EXERCISE DIRECTIONS: Set every record down verbatim and omit the pictures.

RECORDS SUPPLIED:
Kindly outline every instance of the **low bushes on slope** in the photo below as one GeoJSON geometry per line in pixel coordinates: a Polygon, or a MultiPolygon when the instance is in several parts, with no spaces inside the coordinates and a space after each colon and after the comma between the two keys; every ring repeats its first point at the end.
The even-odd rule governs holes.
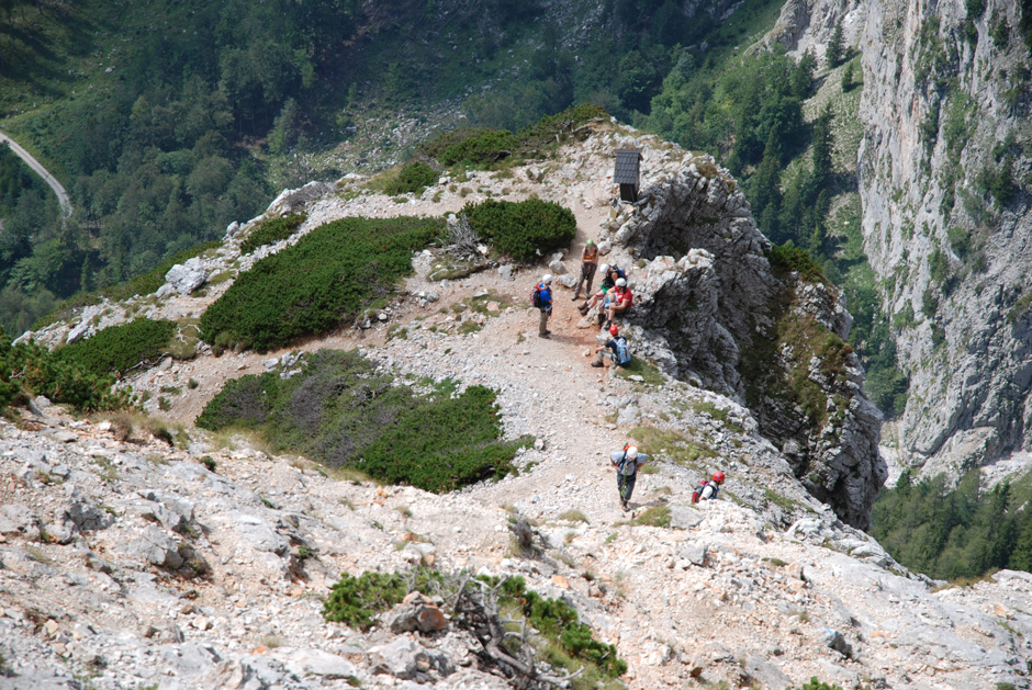
{"type": "MultiPolygon", "coordinates": [[[[539,658],[571,671],[583,668],[574,688],[596,688],[607,678],[618,678],[627,671],[627,663],[617,657],[616,647],[595,640],[591,629],[580,622],[576,609],[565,601],[528,589],[523,577],[481,576],[472,580],[425,568],[410,574],[363,573],[358,577],[345,574],[333,586],[323,615],[327,621],[366,629],[378,613],[400,603],[411,591],[441,595],[447,601],[459,602],[469,588],[486,595],[489,603],[481,615],[490,615],[492,610],[495,615],[505,611],[507,618],[523,619],[537,631],[529,641],[538,648],[539,658]]],[[[452,620],[460,627],[468,622],[459,611],[452,613],[452,620]]]]}
{"type": "Polygon", "coordinates": [[[201,317],[201,337],[259,352],[324,333],[386,296],[412,252],[439,238],[437,218],[341,218],[266,257],[201,317]]]}
{"type": "Polygon", "coordinates": [[[266,218],[250,231],[243,242],[240,242],[240,253],[247,254],[263,247],[287,239],[294,234],[301,224],[307,218],[307,214],[293,213],[289,216],[279,216],[276,218],[266,218]]]}
{"type": "Polygon", "coordinates": [[[582,103],[556,115],[547,115],[516,134],[508,129],[467,127],[445,132],[423,144],[419,149],[444,166],[461,163],[473,168],[491,168],[500,161],[518,161],[540,155],[563,140],[579,125],[606,116],[603,108],[582,103]]]}
{"type": "Polygon", "coordinates": [[[383,191],[395,194],[422,194],[423,190],[437,183],[438,173],[425,162],[408,162],[386,183],[383,191]]]}
{"type": "Polygon", "coordinates": [[[279,450],[392,484],[449,491],[505,476],[521,442],[502,441],[495,393],[453,382],[417,395],[357,352],[307,355],[301,373],[228,382],[197,426],[263,430],[279,450]]]}
{"type": "Polygon", "coordinates": [[[0,410],[34,395],[88,412],[128,407],[130,393],[112,392],[114,381],[113,374],[86,370],[34,342],[12,346],[0,330],[0,410]]]}
{"type": "Polygon", "coordinates": [[[573,212],[540,199],[513,203],[487,200],[467,204],[462,213],[473,230],[494,247],[519,261],[569,247],[576,235],[573,212]]]}
{"type": "Polygon", "coordinates": [[[54,357],[93,374],[125,373],[156,362],[169,351],[176,323],[137,318],[57,350],[54,357]]]}

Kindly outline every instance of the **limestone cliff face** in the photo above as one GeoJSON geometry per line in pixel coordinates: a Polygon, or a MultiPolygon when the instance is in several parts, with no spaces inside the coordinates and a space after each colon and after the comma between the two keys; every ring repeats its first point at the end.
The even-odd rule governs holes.
{"type": "Polygon", "coordinates": [[[867,529],[886,478],[880,415],[843,342],[837,291],[772,269],[741,192],[711,158],[646,189],[608,229],[644,265],[632,321],[648,354],[683,380],[744,401],[810,494],[867,529]]]}
{"type": "Polygon", "coordinates": [[[860,38],[865,248],[911,377],[900,460],[926,473],[1032,449],[1020,21],[1013,2],[873,0],[860,38]]]}

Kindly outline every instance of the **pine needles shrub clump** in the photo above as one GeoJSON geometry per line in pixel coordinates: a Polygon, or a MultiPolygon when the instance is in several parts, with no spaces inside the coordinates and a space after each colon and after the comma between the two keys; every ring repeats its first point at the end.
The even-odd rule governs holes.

TASK SOLUTION:
Kindly outline every instance of the **low bushes on slope** in the photo below as one GeoJSON geometry per line in pixel coordinates: a Polygon, or a MultiPolygon when the instance is in several parts, with no spaces inside the coordinates and a space after each colon and after the comma between the two keys; every ring repeats its first point at the end.
The even-odd rule governs holes.
{"type": "MultiPolygon", "coordinates": [[[[539,658],[571,671],[583,668],[574,688],[596,688],[607,678],[618,678],[627,671],[627,663],[617,657],[616,647],[595,640],[591,629],[580,622],[576,609],[565,601],[528,589],[523,577],[481,576],[472,580],[425,568],[410,574],[363,573],[358,577],[345,574],[333,586],[323,615],[327,621],[366,629],[378,613],[400,603],[411,591],[441,595],[447,601],[459,602],[469,588],[486,595],[489,603],[481,615],[490,615],[492,610],[495,615],[505,611],[507,618],[523,619],[537,631],[529,641],[538,648],[539,658]]],[[[452,620],[460,627],[468,622],[459,611],[452,613],[452,620]]]]}
{"type": "Polygon", "coordinates": [[[201,317],[201,337],[259,352],[324,333],[386,296],[412,252],[439,238],[437,218],[341,218],[266,257],[201,317]]]}
{"type": "Polygon", "coordinates": [[[266,218],[250,231],[243,242],[240,242],[240,253],[247,254],[263,247],[287,239],[294,234],[301,224],[307,218],[307,214],[293,213],[289,216],[279,216],[276,218],[266,218]]]}
{"type": "Polygon", "coordinates": [[[582,103],[556,115],[547,115],[516,134],[508,129],[467,127],[445,132],[423,144],[419,149],[444,166],[461,163],[473,168],[491,168],[500,161],[518,161],[540,155],[563,140],[579,125],[606,116],[603,108],[582,103]]]}
{"type": "Polygon", "coordinates": [[[383,191],[395,194],[422,194],[423,190],[437,183],[438,173],[425,162],[408,162],[386,183],[383,191]]]}
{"type": "Polygon", "coordinates": [[[279,450],[392,484],[449,491],[505,476],[521,442],[502,441],[495,393],[453,382],[417,395],[357,352],[307,355],[301,373],[228,382],[197,426],[263,430],[279,450]]]}
{"type": "Polygon", "coordinates": [[[0,410],[34,395],[88,412],[128,407],[130,393],[112,392],[114,381],[113,374],[86,370],[34,342],[12,346],[0,330],[0,410]]]}
{"type": "Polygon", "coordinates": [[[573,212],[540,199],[513,203],[487,200],[467,204],[462,213],[473,230],[494,247],[519,261],[569,247],[576,235],[573,212]]]}
{"type": "Polygon", "coordinates": [[[54,357],[93,374],[125,373],[156,362],[169,351],[176,323],[137,318],[57,350],[54,357]]]}

Kindly outline every instance of the **limestone cliff face** in the photo above as one GeoJSON geometry per line in pixel coordinates: a Polygon, or a MultiPolygon when the instance is in several parts, with no spaces inside the coordinates and a space after each colon and after the comma between the two keys; every ring repeats its first point at the end.
The even-odd rule governs holes.
{"type": "Polygon", "coordinates": [[[867,529],[886,478],[880,415],[843,342],[837,291],[772,269],[741,192],[711,158],[646,189],[608,229],[644,265],[632,321],[648,354],[683,380],[744,401],[810,494],[867,529]]]}
{"type": "Polygon", "coordinates": [[[860,38],[865,248],[911,377],[900,460],[926,473],[1032,449],[1020,21],[1013,2],[873,0],[860,38]]]}

Kindly outline every instance of the **pine needles shrub clump** in the photo above as one GeoJSON geometry per line in pixel coordinates: a Polygon, or a MultiPolygon when the instance is in several parts, with no spaces inside the coordinates and a space after each colon and after the comma between the two keys; every ring repeats its first point at the end.
The even-odd rule governs holes.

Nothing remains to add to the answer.